---------- Source document ----------
On October 29, 1999, Tool Technics NV, Belgium, was acquired. Tool Technics, with 32 employees, specializes in the service of power tools and equipment for the industrial sector. Tool Technics is now part of the Industrial Tools and Equipment division.
On August 31, 1999, Atlas Copco divested its motion control business, Atlas Copco Controls, which was part of the Industrial Tools and Equipment division. Atlas Copco Controls had 235 employees and revenues of approximately SEK 470 m. in 1998.
On July 29, Atlas Copco acquired Rental Service Corporation (RSC), a company publicly traded on the New York Stock Exchange. For the most recent 12-month period, at the time of the acquisition, RSC reported revenues of approximately SEK 5,520 m. and an operating margin of 17 percent. Total consideration included approximately SEK 5,990 m. cash paid for all shares in the company and SEK 7,790 m. of assumed debt. The acquisition is expected to have a positive impact on earnings for the first full year. Synergies are expected to yield approximately SEK 160 m. in the first full calendar year, increasing as the business grows. At the acquisition date, RSC had 3,600 employees, operated more than 270 equipment rental locations in 29 states, and served a base of more than 200,000 customers. RSC is a division in the Rental Service business area.
On July 1, 1999, ABIRD Holding BV, the Netherlands, was acquired by Atlas Copco. ABIRD is a specialty rentals company. The company has 25 employees and had annual sales of about SEK 40 m. in 1998. ABIRD is part of the Atlas Copco Portable Air division. Business Areas
The Compressor Technique business area consists of five divisions in the following product areas: industrial compressors, portable compressors, generators, and gas and process compressors.
----------
Transcribe everything in the Atlas Copco passage from "On October 29, 1999, Tool" down to "470 m. in 1998.", word for word.
---------- Records supplied ----------
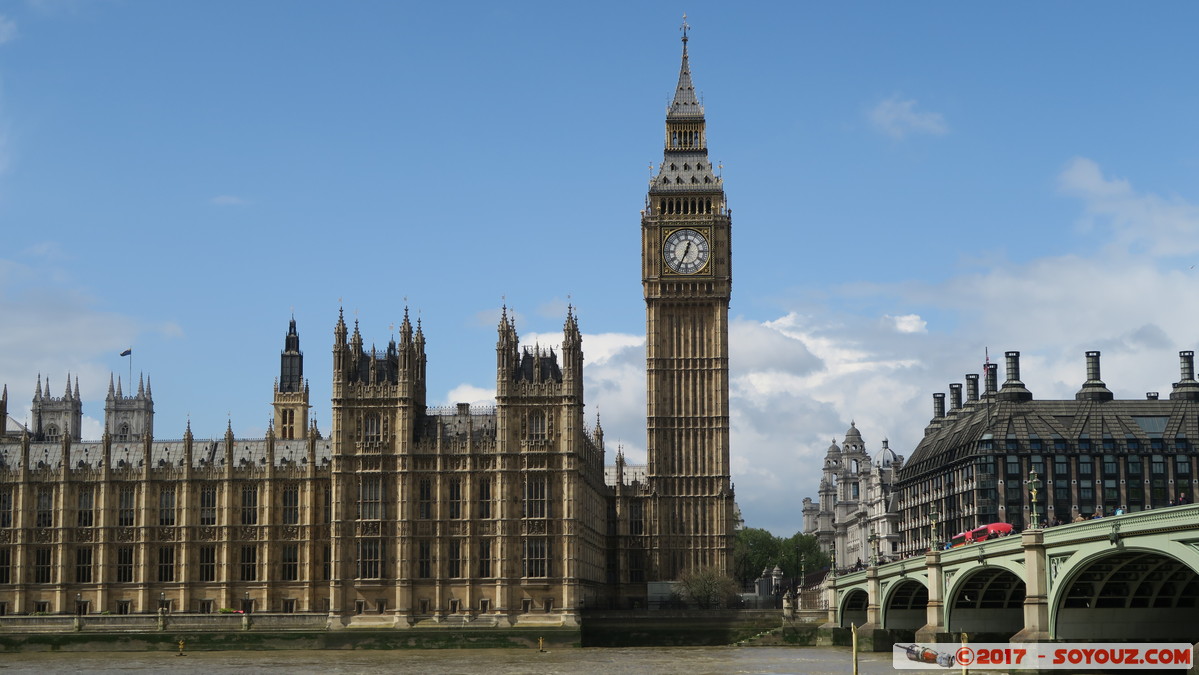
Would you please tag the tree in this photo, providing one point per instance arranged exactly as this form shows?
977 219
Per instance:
708 588
753 550
800 546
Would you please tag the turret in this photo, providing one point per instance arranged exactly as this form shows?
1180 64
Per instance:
507 353
291 361
572 355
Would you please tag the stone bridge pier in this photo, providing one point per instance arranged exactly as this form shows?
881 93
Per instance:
1132 577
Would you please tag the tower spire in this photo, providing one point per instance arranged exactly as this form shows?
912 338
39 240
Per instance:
685 102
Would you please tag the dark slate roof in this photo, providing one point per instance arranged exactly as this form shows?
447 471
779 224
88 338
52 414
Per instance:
246 452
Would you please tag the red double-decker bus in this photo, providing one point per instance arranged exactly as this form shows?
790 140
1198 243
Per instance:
981 534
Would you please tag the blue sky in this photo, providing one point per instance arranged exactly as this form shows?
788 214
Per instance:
911 185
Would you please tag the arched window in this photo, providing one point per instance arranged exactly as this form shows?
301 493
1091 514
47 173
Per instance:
372 428
536 426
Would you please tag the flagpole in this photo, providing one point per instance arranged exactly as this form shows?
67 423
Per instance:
130 354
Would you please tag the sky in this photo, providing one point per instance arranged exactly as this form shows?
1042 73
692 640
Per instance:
914 186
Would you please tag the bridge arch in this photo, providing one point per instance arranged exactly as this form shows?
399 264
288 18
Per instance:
986 601
853 608
1128 594
905 604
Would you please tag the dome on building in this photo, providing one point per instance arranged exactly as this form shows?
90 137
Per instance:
854 439
853 434
885 457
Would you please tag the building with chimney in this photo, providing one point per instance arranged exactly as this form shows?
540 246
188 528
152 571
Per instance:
1090 454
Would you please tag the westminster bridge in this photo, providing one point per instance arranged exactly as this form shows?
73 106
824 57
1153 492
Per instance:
1132 577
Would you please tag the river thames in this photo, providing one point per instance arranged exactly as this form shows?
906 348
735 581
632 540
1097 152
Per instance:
690 661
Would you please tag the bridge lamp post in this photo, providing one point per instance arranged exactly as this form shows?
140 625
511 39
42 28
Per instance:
1034 486
799 590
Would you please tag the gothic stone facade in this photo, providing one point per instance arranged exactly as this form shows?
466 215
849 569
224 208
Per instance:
405 514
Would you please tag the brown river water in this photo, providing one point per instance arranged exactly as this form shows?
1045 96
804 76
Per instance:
684 661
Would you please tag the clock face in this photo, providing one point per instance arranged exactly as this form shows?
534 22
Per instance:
686 252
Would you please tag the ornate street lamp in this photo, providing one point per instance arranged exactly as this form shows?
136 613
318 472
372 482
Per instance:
803 572
1034 486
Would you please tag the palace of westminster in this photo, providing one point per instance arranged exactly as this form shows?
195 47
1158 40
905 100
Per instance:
407 514
404 514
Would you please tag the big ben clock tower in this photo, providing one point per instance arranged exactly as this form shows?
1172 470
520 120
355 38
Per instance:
687 273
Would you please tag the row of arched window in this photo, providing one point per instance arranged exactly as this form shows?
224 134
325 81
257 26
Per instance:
685 206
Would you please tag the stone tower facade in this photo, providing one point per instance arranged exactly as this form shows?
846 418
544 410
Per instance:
291 390
686 269
128 419
56 417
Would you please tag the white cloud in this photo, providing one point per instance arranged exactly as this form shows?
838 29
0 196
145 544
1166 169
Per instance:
228 200
7 29
1128 301
909 324
82 342
898 119
1149 223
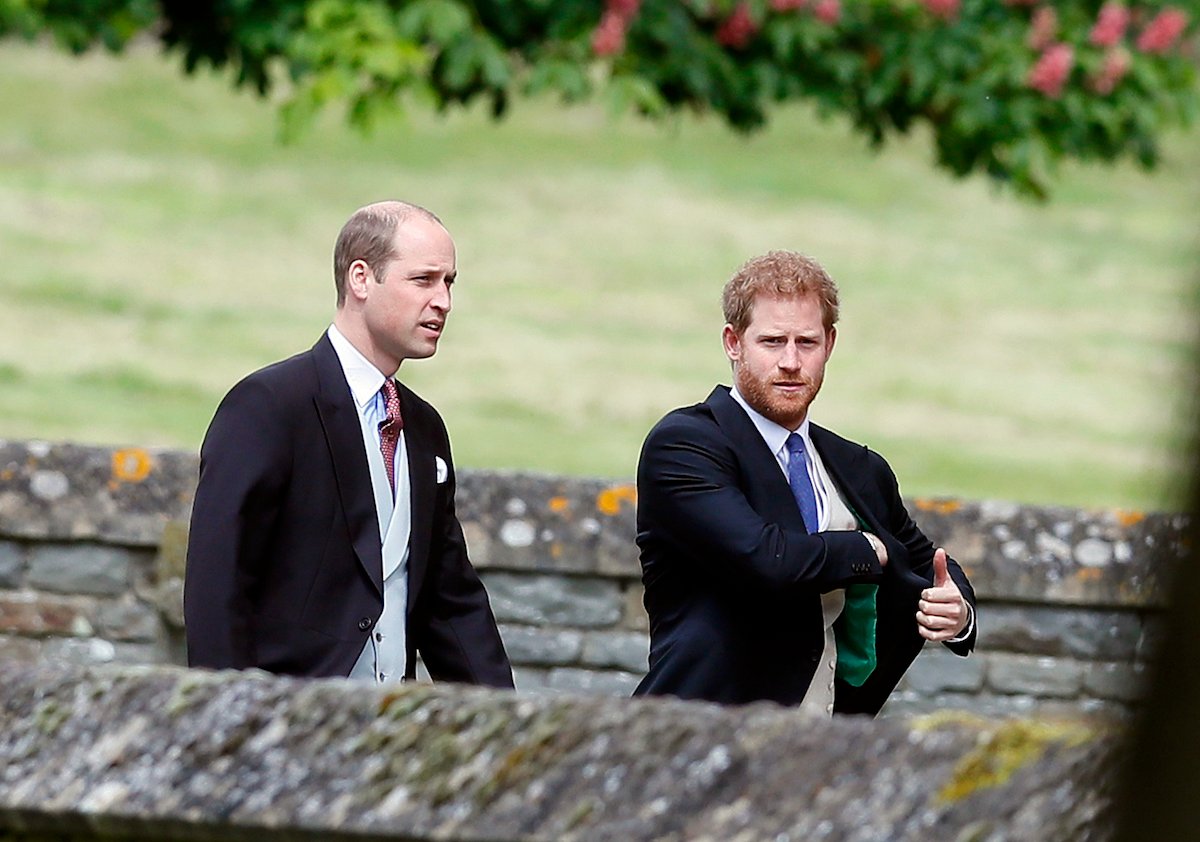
----------
> Completed exercise:
On October 29, 1999, Tool Technics NV, Belgium, was acquired. Tool Technics, with 32 employees, specializes in the service of power tools and equipment for the industrial sector. Tool Technics is now part of the Industrial Tools and Equipment division.
On August 31, 1999, Atlas Copco divested its motion control business, Atlas Copco Controls, which was part of the Industrial Tools and Equipment division. Atlas Copco Controls had 235 employees and revenues of approximately SEK 470 m. in 1998.